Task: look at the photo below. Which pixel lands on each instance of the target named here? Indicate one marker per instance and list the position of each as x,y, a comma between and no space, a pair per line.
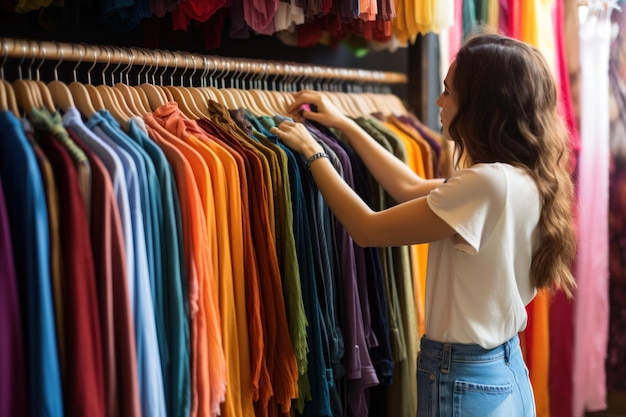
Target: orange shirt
232,307
208,376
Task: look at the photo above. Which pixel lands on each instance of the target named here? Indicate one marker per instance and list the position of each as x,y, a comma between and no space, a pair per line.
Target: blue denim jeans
460,380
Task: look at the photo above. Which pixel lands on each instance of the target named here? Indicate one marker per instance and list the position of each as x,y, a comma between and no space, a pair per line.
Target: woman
499,228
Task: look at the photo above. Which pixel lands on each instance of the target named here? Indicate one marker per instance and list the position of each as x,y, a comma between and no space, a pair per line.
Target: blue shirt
26,207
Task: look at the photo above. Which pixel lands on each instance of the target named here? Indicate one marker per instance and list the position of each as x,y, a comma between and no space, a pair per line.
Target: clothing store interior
81,338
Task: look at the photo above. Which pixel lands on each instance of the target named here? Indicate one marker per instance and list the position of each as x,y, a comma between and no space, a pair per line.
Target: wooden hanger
4,104
82,98
10,96
155,95
24,96
126,97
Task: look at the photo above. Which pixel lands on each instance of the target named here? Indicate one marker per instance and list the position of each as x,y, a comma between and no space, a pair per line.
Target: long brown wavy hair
508,112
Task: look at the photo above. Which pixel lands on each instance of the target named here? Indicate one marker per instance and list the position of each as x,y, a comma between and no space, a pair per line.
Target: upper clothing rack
154,58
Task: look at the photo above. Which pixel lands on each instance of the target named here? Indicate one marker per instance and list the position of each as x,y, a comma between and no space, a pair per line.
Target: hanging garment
25,200
591,311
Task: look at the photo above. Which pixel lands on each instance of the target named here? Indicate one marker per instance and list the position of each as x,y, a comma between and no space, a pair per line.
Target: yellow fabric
537,29
419,253
493,13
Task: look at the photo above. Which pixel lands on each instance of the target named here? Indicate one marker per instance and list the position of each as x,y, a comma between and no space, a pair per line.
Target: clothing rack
208,67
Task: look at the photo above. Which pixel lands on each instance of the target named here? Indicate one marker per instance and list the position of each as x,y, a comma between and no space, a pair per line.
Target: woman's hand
316,106
297,138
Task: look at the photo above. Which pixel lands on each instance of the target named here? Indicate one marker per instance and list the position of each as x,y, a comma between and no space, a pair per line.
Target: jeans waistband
460,352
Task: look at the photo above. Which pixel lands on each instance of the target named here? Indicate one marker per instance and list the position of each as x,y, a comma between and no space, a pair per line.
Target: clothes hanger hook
32,59
195,68
93,65
19,66
5,49
124,74
43,58
106,66
80,59
205,71
145,61
117,67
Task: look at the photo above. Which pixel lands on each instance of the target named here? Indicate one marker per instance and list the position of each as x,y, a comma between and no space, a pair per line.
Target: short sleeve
471,202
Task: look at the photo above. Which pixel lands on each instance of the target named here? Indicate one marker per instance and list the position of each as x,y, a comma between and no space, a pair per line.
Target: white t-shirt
477,287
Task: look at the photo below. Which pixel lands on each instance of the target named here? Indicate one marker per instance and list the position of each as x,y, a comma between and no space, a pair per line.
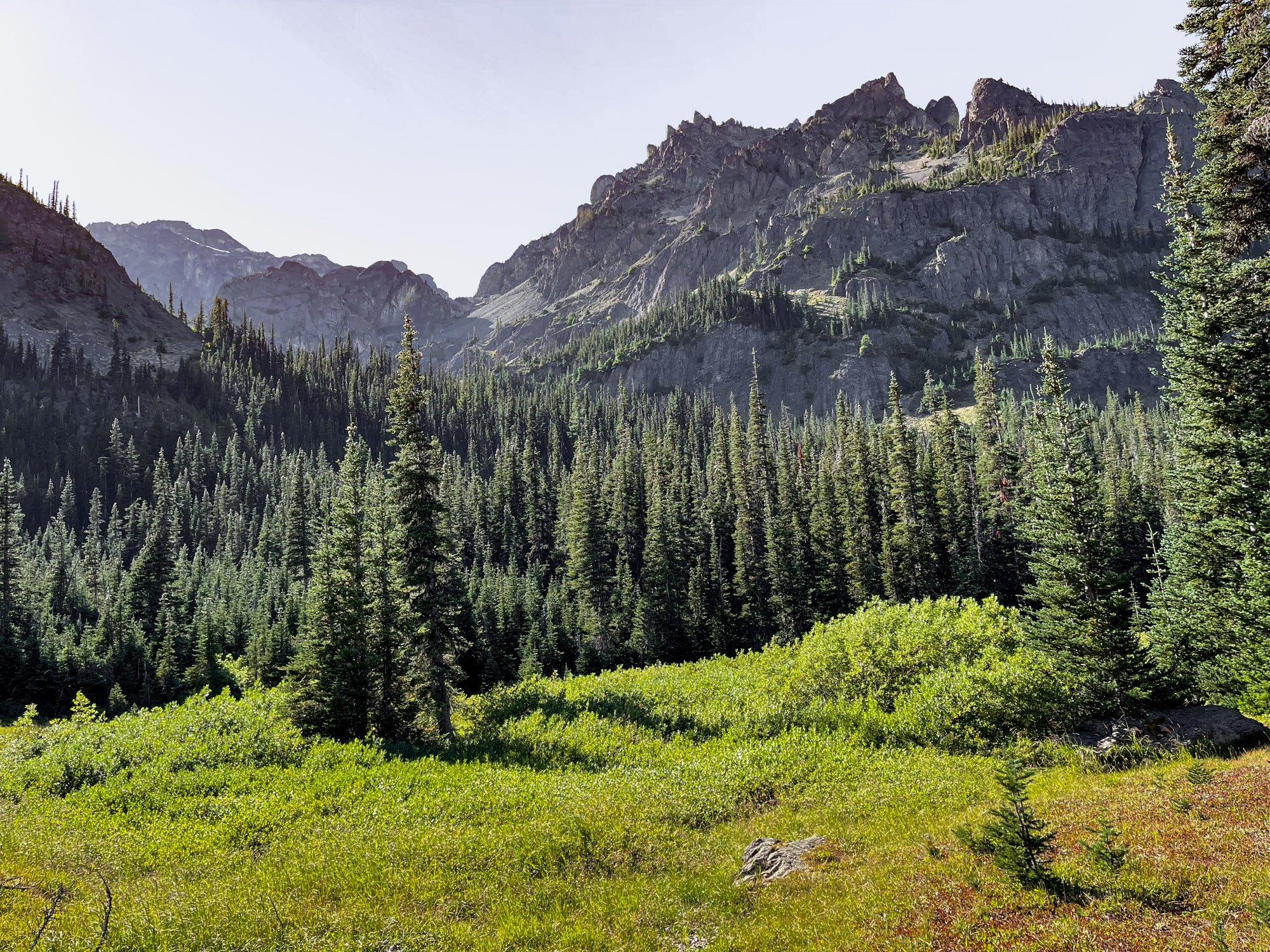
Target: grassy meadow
610,813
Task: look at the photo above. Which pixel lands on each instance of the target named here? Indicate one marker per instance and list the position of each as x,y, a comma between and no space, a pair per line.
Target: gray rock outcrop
304,307
1219,727
1061,238
766,860
194,262
55,276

══════════

• **DO THIS**:
Give back the entries verbatim. Do not include any picture.

• **THE RESULT**:
Task: look at the photo below. Which pixel lands on each instance of the target named here? Indicate one marker per instance and list the position of each as x,y, a comma between and no space, a pair per line.
Target: orange shirt
232,307
208,376
Task: look at the photo above. Which pixel lands on each instance of the target named here? Indicate one marker per instance and list the position of each as x,y, a comma between and no space, a pair per line.
Target: blue denim jeans
460,380
Task: look at the photo above. Which pixel lands on each instance of the target named here? Indicate one marker per instance and list the position of each as x,y, a comma between and no space, a pair per line.
Target: woman
499,228
Task: look at the photo above. Which pixel lands on each instance of the target named here? Indicate one marker per instance and list the position of each as x,y, a comma between and no space, a pair per line.
Target: blue shirt
26,207
Task: look at the photo above. Which pixel lands on each instance of the target named here? Indicate one marker per instance and list the position of each as x,y, a comma between and no space, a pair per line.
Target: clothing store interior
81,338
Task: look at the photo above. Which pixel lands on each instance of the target named here? Indicate one marker per instance and list the position of each as x,y, a comma between and no space, a pair per line.
Target: wooden hanger
4,104
82,98
10,96
155,95
24,96
126,97
Task: look at the photo above. Which pixel lands on each instance of the target named here? Indicate one marker per instance and list the position of each as x,y, a comma between and no space, a pair per line.
Target: long brown wavy hair
508,112
Task: look at the photo above. Which pixel lands on each instance of the target named here? Indicate one marker per instance and list the position of each as x,y, a comma between and no space, a pair per line.
Target: upper clothing rack
154,58
Task: look at the photo above. Which pixel lands on each instance of the target named here? Indicate one marker per instance and list the position of each as x,y, a comma between and no space, a pair per line.
Target: hanging garment
25,200
591,311
Task: look at the photo above. Which pixel lands on each instance of the target named here? Indicate one marker per instance and list the position of each as x,y, a comma between and no space, a pair per line.
Target: yellow fabric
537,29
419,253
493,13
Task: look at the photo above. Which pixel lands on each instance of the target named here? Indicate one marker per instance and list the position of each as x,y, a comma between and no space, a pair per line.
Target: clothing rack
208,67
Task: look at the photo above. Which pixel lands on each instance of the target named here? Indicate one marker per instance and list the position of each as x,y, a comma between and no space, a pair per line.
Target: woman's hand
316,106
297,138
Task: look at the photo above. Which pixel lands on each instance of the target named here? Indicate one marker per instance and list the position of each as x,y, a comma between and no space, a pair per line.
Target: jeans waistband
460,352
Task: look at the photo above. Which pixel lands on each instance of the target named here? Indicate one marker per instance and list the position of each as x,y, a comma between and no space, a pair per line.
Target: clothes hanger hook
32,59
195,68
93,65
19,66
5,49
124,74
43,58
106,66
80,59
205,71
145,61
117,67
Task: look at the photo above. Which pixel lands on each instance of the target named here? Indicate one marker per instance and list the position of each as x,y, a comma between and no space, a pair per line.
Target: short sleeve
471,202
Task: look at the photo above. Which pixel lands on each instance of the target named here? Indicate one marker per instance and list the position of each as x,y, a comma between and no space, a pair per line.
Target: white t-shirt
477,287
Task: look at the photo below. Which pixel lands on each instance of the target named here? Indicate one marker per instance and list the position of each as x,y, a comma between and no space, a pair per line.
Target: grassy meadow
610,813
Task: look at the photo above. Which pixel lands on each instance of the target named here? Indicate one marker per instance and list the position of each as x,y, a comma between and no space, a pair per line.
Target: gray rock outcrop
304,307
1219,727
1061,238
766,860
194,262
55,276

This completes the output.